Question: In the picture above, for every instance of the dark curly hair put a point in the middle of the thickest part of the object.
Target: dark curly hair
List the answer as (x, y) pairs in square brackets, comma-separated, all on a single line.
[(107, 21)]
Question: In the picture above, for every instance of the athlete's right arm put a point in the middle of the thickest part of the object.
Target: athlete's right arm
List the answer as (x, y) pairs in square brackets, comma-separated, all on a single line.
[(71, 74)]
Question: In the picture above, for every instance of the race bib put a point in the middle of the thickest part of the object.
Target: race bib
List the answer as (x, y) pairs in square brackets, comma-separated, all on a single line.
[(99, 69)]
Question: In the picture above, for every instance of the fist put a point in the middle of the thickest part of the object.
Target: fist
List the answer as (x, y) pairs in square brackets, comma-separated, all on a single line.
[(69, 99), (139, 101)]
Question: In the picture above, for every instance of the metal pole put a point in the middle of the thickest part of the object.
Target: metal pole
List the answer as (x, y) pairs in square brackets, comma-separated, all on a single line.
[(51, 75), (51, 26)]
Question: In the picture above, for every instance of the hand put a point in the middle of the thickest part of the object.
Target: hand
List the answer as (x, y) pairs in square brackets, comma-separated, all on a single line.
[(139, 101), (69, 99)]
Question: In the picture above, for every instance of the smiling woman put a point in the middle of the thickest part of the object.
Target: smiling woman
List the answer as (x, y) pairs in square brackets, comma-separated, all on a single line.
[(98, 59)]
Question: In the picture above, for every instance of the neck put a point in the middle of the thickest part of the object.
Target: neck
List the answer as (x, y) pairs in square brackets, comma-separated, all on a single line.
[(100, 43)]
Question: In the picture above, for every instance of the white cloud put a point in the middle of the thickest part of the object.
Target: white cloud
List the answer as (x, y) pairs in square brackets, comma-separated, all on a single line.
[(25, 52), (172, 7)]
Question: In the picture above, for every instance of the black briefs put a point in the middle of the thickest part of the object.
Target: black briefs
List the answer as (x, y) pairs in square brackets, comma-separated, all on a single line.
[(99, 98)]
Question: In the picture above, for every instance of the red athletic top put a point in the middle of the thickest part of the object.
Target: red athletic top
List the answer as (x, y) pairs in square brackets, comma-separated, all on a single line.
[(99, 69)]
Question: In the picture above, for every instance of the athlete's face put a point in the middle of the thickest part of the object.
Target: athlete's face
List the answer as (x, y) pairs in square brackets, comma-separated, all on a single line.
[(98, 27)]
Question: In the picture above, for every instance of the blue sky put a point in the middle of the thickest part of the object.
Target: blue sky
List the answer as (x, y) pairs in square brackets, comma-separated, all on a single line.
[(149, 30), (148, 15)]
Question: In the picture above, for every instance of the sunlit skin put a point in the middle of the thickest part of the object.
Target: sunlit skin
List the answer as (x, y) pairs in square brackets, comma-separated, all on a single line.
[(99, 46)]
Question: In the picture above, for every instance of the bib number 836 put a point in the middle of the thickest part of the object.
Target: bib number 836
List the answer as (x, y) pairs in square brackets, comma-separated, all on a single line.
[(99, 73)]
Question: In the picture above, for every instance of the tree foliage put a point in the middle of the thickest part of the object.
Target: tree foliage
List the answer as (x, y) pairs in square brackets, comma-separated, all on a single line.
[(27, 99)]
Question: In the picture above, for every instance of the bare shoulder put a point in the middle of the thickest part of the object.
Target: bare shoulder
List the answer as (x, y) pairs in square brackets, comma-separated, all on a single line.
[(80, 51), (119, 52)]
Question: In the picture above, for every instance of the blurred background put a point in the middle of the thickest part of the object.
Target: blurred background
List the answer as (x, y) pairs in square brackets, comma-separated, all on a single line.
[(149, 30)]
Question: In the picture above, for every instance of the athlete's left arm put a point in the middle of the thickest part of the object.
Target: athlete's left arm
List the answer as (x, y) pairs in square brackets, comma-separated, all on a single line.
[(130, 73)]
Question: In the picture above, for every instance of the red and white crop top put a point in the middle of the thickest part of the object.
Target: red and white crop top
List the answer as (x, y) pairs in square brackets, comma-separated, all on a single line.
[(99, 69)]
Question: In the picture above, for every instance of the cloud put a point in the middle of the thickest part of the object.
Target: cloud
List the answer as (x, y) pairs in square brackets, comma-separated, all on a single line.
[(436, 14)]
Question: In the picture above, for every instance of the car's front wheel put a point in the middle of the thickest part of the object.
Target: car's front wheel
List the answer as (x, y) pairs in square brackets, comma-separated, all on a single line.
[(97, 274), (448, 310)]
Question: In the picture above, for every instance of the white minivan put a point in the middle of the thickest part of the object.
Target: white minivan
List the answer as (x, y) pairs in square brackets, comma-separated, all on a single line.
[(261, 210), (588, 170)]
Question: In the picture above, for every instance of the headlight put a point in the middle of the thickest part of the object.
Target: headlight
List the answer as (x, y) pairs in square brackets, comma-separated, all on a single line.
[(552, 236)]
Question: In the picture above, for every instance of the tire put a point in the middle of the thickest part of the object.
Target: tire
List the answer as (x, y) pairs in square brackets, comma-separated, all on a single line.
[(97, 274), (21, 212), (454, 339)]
════
▶ [Stated goal]: Please reproduce all of the records above word for word, from the first line to the last.

▶ [The solution]:
Question: In the picture above, for every instance of the dark curly hair put a point in the middle of the thickest part of the object.
Target: dark curly hair
List the answer as (x, y) pairs in square brackets, comma-separated, all on a single line.
[(107, 21)]
Question: In the picture above, for every instance of the athlete's right arm put a point in the middle of the thickest part of the object.
Target: athlete's right arm
List the answer as (x, y) pairs in square brackets, comma-separated, all on a single line.
[(71, 74)]
Question: In the picture above, for every instance of the race bib put a point in the middle of the thickest part of the object.
Target: race bib
List the answer as (x, y) pairs in square brackets, comma-separated, all on a single line.
[(99, 69)]
Question: In the picture above, for every instance of the fist put a point in the middle of the thickest part of the object.
Target: fist
List the answer as (x, y) pairs in square brackets, comma-separated, all on a single line.
[(69, 99), (139, 101)]
Question: In the picture above, for every instance of the metal pole put a point in the middle of the thickest part of the object.
Target: metal pole
List the answer as (x, y) pairs in square brackets, comma-separated, all on a single line.
[(51, 75), (51, 26)]
Question: In the picture above, for every instance of the hand put a point in the middle of the thickest part of the object.
Target: hand
List the answer as (x, y) pairs in square brackets, comma-separated, all on a single line.
[(139, 101), (69, 99)]
Question: In the picture above, for every instance of the smiling woman put a point in the middle of the thickest part of the object.
Target: smiling woman
List the answer as (x, y) pairs in square brackets, comma-separated, all on a single line.
[(98, 59)]
Question: In the picture above, for every instance of the neck put a point in the middle of the thickest part of the object.
Target: neck
List the answer as (x, y) pairs in square brackets, comma-separated, all on a single line.
[(100, 43)]
Question: In the picture above, for every instance of the white cloud put a point in the middle of the thickest part of the object.
Target: white cloud
List the answer as (x, y) pairs in square brackets, comma-separated, all on a single line.
[(25, 52), (172, 7)]
Question: In the picture above, for every instance of the black briefs put a point in the middle of the thickest part of the object.
Target: black briefs
List the answer as (x, y) pairs in square brackets, comma-separated, all on a single line.
[(99, 98)]
Question: In the picture above, for every instance of the red athletic top put a point in the middle of the thickest part of the object.
Target: red athletic top
List the answer as (x, y) pairs in square brackets, comma-separated, all on a single line.
[(99, 69)]
Question: In the picture above, for every instance of the athlete's face put a point in the middle of the thickest part of the object.
Target: athlete's face
List the answer as (x, y) pairs in square brackets, comma-separated, all on a single line.
[(98, 27)]
Question: In the picture above, for every instance of the blue sky put a point in the middle of the thickest part of the object.
Target: blue sky
List the answer as (x, y) pairs in square brackets, comma-separated, all on a single line.
[(149, 30), (148, 15)]
Question: In the picture above, for every instance of the sunlit skin put a point in the middle of the thickest part of the object.
Target: sunlit skin
List the answer as (x, y) pairs in square brackets, comma-separated, all on a single line.
[(99, 46)]
Question: In the picture above, for every instance of the bib number 836 put a point in the middle of the thickest part of the object.
Target: bib number 836
List the answer as (x, y) pairs in square brackets, comma-separated, all on a single line.
[(99, 73)]
Question: In the picture above, for every instance of the tree foliage put a point in the middle of the thickest part of the object.
Target: tree foliage
List the answer as (x, y) pairs in square brackets, comma-separated, all on a single line.
[(27, 99)]
Question: In the picture above, for every instance of the bare shoulder put a point in the middle of the thickest part of the object.
Target: bare shoulder
List the answer as (x, y) pairs in square brackets, comma-separated, all on a single line.
[(80, 51), (119, 52)]
Question: In the picture above, for every instance of the blurred background put a point in the middle of the thickest part of the object.
Target: blurred background
List the answer as (x, y) pairs in square brackets, comma-separated, all on a single line.
[(149, 30)]
Question: In the picture above, for every instance of the athlete's left arm put a point in the middle of the thickest part of the object.
Target: athlete's left arm
List the answer as (x, y) pairs in square brackets, comma-separated, all on a single line.
[(130, 73)]
Question: In the picture above, for every instance of the red and white crop top put a point in the middle of the thickest part of the object.
Target: red and white crop top
List the answer as (x, y) pairs in square brackets, comma-separated, all on a single line.
[(99, 69)]
Question: In the picture above, for every instance of the cloud put a point in the middle of the thickest part of the object.
Target: cloud
List the answer as (x, y) pairs in square brackets, comma-separated, all on a single line.
[(436, 14)]
Question: In the picture above, for every instance of the car's front wheel put a point in the middle of the thickest part of the object.
Target: car's front wheel
List the answer as (x, y) pairs in square brackets, comma-separated, all on a single line.
[(97, 274), (448, 310)]
Question: In the picture above, for every instance of the white minivan put a point in the middle of the thickest part of the object.
Target: white minivan
List the answer as (x, y) pairs in square brackets, comma-separated, all on a single line.
[(261, 210), (588, 170)]
Question: In the picture above, for every instance of the headlight put a point in the middle of the thickest part of the object.
Target: headlight
List the answer as (x, y) pairs in square brackets, comma-separated, all on a single line.
[(552, 236)]
Question: In the picture above, for every instance of the tire put a point in the middle of the thickest part of the object.
Target: tire
List the answer as (x, y) pairs in square brackets, comma-separated, all on a single line.
[(97, 274), (21, 212), (454, 339)]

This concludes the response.